## [Short task A]
From the forum thread on Digital Foundry's technical discussion, print the text between "Digital Foundry Article" and "to analyse there.", inclusive.

## [Selected excerpt]

- - -

Digital Foundry Article Technical Discussion [2023]

Status
Not open for further replies.
The discussion of vram kind of tells me that we are still in cross-gen. Developers are still not making use of some of the current-gen technologies that are supposed to help mitigate the need for 16 Gigs of vram GPUs. Many games still have a minimum spec from the Xbox One/PS4 Generation.

Happy to hear they'll likely be doing some Hogwarts coverage. There's a lot of tech to analyse there.
 
Games are very latency sensitive so they'll never be as CPU multi-threaded as people expect them to be in the future.

There will always be tasks that have too high of a latency penalty when spread over multiple cores and thus there will always be a need for higher clocks and improved IPC from CPU's.
 
Games are very latency sensitive so they'll never be as CPU multi-threaded as people expect them to be in the future.

There will always be tasks that have too high of a latency penalty when spread over multiple cores and thus there will always be a need for higher clocks and improved IPC from CPU's.

ND multi threaded it engine for TLOU rematered and going from 30 fps to 60 fps was enough to counter the latency penalty of it.


They work on three frame at the same time.
 
The discussion of vram kind of tells me that we are still in cross-gen. Developers are still not making use of some of the current-gen technologies that are supposed to help mitigate the need for 16 Gigs of vram GPUs. Many games still have a minimum spec from the Xbox One/PS4 Generation.

- - -

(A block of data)
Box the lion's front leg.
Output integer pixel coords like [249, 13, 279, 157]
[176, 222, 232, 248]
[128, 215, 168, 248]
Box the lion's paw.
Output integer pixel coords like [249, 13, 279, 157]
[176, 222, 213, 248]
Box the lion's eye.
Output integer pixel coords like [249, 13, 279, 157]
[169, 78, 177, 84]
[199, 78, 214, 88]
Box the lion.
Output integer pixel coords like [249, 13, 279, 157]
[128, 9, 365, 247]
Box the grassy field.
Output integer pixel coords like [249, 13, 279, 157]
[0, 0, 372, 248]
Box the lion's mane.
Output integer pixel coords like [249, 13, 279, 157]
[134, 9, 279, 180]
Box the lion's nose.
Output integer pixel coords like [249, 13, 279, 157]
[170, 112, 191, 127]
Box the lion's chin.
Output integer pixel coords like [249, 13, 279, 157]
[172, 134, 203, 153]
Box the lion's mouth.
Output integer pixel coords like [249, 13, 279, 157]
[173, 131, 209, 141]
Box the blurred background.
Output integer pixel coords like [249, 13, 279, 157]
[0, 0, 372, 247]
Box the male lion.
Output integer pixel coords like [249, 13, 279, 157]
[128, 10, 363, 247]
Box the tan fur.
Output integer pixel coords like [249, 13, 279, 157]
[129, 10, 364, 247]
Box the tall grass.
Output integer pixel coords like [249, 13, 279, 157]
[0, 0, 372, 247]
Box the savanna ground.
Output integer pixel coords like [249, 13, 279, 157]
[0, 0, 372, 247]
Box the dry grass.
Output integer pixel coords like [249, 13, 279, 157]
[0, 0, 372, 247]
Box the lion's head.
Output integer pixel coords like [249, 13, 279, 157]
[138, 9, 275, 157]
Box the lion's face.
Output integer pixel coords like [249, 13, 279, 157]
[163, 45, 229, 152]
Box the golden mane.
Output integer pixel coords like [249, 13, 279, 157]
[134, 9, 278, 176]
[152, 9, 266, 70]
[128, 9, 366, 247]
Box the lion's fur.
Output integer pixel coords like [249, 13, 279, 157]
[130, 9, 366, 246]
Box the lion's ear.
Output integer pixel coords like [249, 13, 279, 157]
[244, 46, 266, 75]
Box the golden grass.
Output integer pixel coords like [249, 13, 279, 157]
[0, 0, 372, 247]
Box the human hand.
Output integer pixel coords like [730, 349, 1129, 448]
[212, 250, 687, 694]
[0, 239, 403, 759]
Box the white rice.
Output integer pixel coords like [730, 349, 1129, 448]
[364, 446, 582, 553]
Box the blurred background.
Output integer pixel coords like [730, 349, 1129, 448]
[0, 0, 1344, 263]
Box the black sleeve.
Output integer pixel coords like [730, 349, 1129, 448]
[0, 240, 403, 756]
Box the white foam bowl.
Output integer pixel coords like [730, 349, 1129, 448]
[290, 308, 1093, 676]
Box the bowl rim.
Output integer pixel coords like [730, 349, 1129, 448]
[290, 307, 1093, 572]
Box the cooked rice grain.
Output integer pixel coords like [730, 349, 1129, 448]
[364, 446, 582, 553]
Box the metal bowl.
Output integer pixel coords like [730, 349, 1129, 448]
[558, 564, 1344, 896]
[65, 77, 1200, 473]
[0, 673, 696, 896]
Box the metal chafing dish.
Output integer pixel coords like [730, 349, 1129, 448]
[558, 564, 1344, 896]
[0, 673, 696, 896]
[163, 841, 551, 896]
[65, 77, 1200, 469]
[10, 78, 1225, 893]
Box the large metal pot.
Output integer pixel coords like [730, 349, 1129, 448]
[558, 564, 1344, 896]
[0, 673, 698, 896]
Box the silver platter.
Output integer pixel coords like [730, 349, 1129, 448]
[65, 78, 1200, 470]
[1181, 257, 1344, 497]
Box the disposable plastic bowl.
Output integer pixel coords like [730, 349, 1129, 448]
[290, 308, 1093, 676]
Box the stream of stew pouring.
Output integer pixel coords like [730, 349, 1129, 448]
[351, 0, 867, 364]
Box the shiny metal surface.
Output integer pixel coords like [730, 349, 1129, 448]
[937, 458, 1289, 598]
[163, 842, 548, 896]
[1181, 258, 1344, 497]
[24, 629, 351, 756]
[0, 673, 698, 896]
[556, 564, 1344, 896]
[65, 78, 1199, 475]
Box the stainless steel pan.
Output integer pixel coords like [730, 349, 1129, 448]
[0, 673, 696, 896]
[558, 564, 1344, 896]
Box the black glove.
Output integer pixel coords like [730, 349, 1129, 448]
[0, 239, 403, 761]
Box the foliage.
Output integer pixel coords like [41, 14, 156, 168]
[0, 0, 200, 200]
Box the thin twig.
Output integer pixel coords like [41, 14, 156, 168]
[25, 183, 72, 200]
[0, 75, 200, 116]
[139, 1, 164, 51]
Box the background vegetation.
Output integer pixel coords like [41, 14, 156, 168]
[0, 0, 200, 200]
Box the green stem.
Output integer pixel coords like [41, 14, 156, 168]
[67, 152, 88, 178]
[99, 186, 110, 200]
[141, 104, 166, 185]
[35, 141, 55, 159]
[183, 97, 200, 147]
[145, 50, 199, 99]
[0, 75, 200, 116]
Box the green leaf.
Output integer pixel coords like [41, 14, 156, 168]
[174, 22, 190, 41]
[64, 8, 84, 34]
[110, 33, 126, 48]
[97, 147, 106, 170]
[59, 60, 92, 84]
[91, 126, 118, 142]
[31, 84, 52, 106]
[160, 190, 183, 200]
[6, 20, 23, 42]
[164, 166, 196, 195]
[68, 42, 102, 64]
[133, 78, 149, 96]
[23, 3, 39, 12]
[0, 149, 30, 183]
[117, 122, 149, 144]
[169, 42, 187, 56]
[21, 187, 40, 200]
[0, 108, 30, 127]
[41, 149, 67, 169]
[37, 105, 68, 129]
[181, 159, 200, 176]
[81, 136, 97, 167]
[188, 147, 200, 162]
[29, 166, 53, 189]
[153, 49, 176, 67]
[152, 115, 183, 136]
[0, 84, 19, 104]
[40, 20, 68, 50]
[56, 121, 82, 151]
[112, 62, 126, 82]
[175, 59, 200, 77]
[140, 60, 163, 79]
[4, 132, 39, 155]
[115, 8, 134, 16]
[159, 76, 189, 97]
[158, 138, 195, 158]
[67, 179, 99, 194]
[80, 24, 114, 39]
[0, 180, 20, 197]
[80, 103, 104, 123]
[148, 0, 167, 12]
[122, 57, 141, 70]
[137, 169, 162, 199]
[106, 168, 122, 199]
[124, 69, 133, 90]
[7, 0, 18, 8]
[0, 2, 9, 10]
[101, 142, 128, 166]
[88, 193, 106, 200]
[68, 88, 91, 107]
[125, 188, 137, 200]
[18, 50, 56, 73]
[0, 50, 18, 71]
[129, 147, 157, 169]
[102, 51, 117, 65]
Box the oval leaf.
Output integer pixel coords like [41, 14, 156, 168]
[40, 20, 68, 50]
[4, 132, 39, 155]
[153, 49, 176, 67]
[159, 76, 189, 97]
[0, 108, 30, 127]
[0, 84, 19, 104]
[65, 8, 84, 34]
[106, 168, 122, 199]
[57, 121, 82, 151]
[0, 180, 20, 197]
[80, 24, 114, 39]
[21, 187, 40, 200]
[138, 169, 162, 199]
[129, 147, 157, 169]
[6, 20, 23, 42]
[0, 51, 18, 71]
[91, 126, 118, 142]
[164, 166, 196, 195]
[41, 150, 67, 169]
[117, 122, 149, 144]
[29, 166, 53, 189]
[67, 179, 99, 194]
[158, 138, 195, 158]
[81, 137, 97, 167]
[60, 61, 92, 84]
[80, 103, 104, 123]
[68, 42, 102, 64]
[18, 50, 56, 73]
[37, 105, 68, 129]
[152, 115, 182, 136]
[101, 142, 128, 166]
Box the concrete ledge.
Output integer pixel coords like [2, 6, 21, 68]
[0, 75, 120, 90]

- - -

## [Short task B]
In the records, swap "lion's" for "animal's" between the lines holding "Box the grassy field." and "[129, 10, 364, 247]", inclusive, and return only those lines.

## [Written answer A]
Digital Foundry Article Technical Discussion [2023]

Status
Not open for further replies.
The discussion of vram kind of tells me that we are still in cross-gen. Developers are still not making use of some of the current-gen technologies that are supposed to help mitigate the need for 16 Gigs of vram GPUs. Many games still have a minimum spec from the Xbox One/PS4 Generation.

Happy to hear they'll likely be doing some Hogwarts coverage. There's a lot of tech to analyse there.

## [Written answer B]
Box the grassy field.
Output integer pixel coords like [249, 13, 279, 157]
[0, 0, 372, 248]
Box the animal's mane.
Output integer pixel coords like [249, 13, 279, 157]
[134, 9, 279, 180]
Box the animal's nose.
Output integer pixel coords like [249, 13, 279, 157]
[170, 112, 191, 127]
Box the animal's chin.
Output integer pixel coords like [249, 13, 279, 157]
[172, 134, 203, 153]
Box the animal's mouth.
Output integer pixel coords like [249, 13, 279, 157]
[173, 131, 209, 141]
Box the blurred background.
Output integer pixel coords like [249, 13, 279, 157]
[0, 0, 372, 247]
Box the male lion.
Output integer pixel coords like [249, 13, 279, 157]
[128, 10, 363, 247]
Box the tan fur.
Output integer pixel coords like [249, 13, 279, 157]
[129, 10, 364, 247]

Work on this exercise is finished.